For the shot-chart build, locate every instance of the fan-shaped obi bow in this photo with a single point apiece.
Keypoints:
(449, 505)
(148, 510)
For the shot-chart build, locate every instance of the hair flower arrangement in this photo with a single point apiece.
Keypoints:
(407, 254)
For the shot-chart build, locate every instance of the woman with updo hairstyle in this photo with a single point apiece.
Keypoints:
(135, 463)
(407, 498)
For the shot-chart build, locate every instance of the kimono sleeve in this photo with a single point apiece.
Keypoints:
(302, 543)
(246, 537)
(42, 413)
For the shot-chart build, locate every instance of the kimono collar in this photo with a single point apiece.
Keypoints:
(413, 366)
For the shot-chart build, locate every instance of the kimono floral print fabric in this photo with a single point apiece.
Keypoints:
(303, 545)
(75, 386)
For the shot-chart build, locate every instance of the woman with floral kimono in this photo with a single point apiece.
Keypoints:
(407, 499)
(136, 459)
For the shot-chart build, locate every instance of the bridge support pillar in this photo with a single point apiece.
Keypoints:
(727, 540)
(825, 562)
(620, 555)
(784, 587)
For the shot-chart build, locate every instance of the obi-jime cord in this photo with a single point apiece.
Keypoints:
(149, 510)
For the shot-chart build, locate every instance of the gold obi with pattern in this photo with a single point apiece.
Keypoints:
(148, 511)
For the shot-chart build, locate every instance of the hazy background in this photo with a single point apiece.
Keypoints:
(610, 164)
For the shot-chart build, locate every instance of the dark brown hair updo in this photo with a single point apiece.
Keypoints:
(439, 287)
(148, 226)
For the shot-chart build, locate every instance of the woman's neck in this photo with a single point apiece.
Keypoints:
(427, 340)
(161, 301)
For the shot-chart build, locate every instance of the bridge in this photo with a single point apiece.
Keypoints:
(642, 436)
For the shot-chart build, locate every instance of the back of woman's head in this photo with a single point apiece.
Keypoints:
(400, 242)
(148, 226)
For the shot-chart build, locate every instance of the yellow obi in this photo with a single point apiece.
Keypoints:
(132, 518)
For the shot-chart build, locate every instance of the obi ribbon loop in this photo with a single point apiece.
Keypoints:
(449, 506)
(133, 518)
──────────────────────────────
▶ **Direction**
Extract, verbatim, the lines from the one containing "the kimono sleeve" through the last line of the listing above.

▶ **Answer for the task**
For the shot-chart build, locate every instance of the kimono sleeve in this photo with a single point apiece.
Keypoints:
(302, 543)
(246, 537)
(42, 413)
For the shot-chart build, locate every instance of the kimono collar in this photo with a single point apiece.
Keypoints:
(413, 366)
For the shot-chart build, locate every instance of the kimono floral print fabric in this photo with a single point apiece.
Keypoints:
(303, 545)
(75, 386)
For the shot-chart build, locate every instance of the woman with floral kimono in this photo with a single point apiece.
Keypoints:
(407, 499)
(136, 459)
For the shot-chart build, locate every instance of the bridge support pillar in this photo with a single point apiece.
Keypoints:
(727, 540)
(825, 562)
(620, 555)
(784, 587)
For the shot-chart build, locate every instance of the obi-jime cord in this photo with a single point apiece.
Keypoints:
(149, 510)
For the shot-chart build, locate every instance of the gold obi with pattern in this photo with a single point apiece.
Keypoints:
(148, 511)
For the shot-chart build, locate every instance of the hazy background in this photo with a single point apiece.
Keypoints:
(610, 164)
For the shot-chart build, locate every instance of the dark brown hair updo in this photo with a single point apiece.
Keypoints:
(439, 287)
(148, 226)
For the shot-chart build, locate every instance of the woman's neck in this photo with a single point apiece.
Keypoints:
(427, 340)
(161, 301)
For the shot-chart build, locate every instance of the bridge in this photo with a single point apiece.
Keypoints:
(642, 436)
For the shot-chart build, locate every instance of the back of woman's head in this photo with a single point apiece.
Keypoints:
(400, 242)
(148, 226)
For the shot-chart build, locate every instance of the yellow obi in this photo with a single point apiece.
Keypoints:
(132, 518)
For the shot-chart build, locate every instance of the obi ribbon loop in this photo with a single point apiece.
Keypoints:
(449, 506)
(133, 518)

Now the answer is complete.